Given information
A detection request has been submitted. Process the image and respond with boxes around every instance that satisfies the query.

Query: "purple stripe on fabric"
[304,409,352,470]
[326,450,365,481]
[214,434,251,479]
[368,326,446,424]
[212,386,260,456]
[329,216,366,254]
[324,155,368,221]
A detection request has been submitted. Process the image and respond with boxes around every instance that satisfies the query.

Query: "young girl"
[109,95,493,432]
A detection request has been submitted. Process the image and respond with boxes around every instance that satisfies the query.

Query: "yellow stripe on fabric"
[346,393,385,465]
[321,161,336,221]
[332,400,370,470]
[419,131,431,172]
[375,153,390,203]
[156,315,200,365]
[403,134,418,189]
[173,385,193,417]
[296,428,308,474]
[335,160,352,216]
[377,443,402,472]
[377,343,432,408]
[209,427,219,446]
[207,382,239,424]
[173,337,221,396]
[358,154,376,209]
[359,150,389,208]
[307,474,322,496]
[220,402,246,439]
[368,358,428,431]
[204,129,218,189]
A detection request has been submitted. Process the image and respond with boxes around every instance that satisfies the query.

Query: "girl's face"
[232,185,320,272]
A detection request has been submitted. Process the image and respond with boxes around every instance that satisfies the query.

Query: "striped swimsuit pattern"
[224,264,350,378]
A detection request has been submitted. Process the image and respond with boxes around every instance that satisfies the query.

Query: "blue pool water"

Short task
Please rewrite the entire listing above as a JSON list of strings, one string per line, leaving out blank lines.

The reply
[
  "A detection request has been submitted. Process the image and respond with boxes around every instance that satisfies the query.",
  "Query: \"purple stripe on fabric\"",
  "[304,409,352,470]",
  "[326,450,365,481]",
  "[214,434,251,479]",
  "[368,326,446,424]",
  "[212,386,260,456]",
  "[329,216,366,254]",
  "[324,155,368,221]",
  "A detection request has been submitted. Process the image and respond with boxes around every instance that satisfies the query.",
  "Query: \"young girl\"",
  "[109,95,493,432]",
  "A detection request has been submitted. Process the image and respond with boxes around every instance that satisfies the query.",
  "Query: \"yellow stripe on fabric\"",
  "[346,393,385,465]",
  "[321,161,336,221]",
  "[332,400,370,470]",
  "[419,131,431,172]",
  "[375,153,390,203]",
  "[156,315,200,365]",
  "[403,134,418,189]",
  "[173,385,193,417]",
  "[296,428,308,474]",
  "[335,160,352,216]",
  "[377,443,402,472]",
  "[377,343,432,408]",
  "[209,427,219,446]",
  "[207,382,239,424]",
  "[173,337,221,396]",
  "[358,154,376,209]",
  "[359,150,389,208]",
  "[307,474,322,496]",
  "[220,402,246,439]",
  "[368,358,428,431]",
  "[204,129,218,189]",
  "A detection request has been submitted. Process the image and respond with boxes around every instance that satisfies the query.",
  "Query: \"girl's face\"",
  "[232,185,320,272]",
  "A detection request has been submitted. Process the image and respond with boxes around every instance that satisfies the query.",
  "Query: \"striped swimsuit pattern\"",
  "[224,264,350,378]",
  "A detection request has been submitted. Process the image and respond with boxes around every instance that satisfies the query.",
  "Query: \"blue pool water\""
]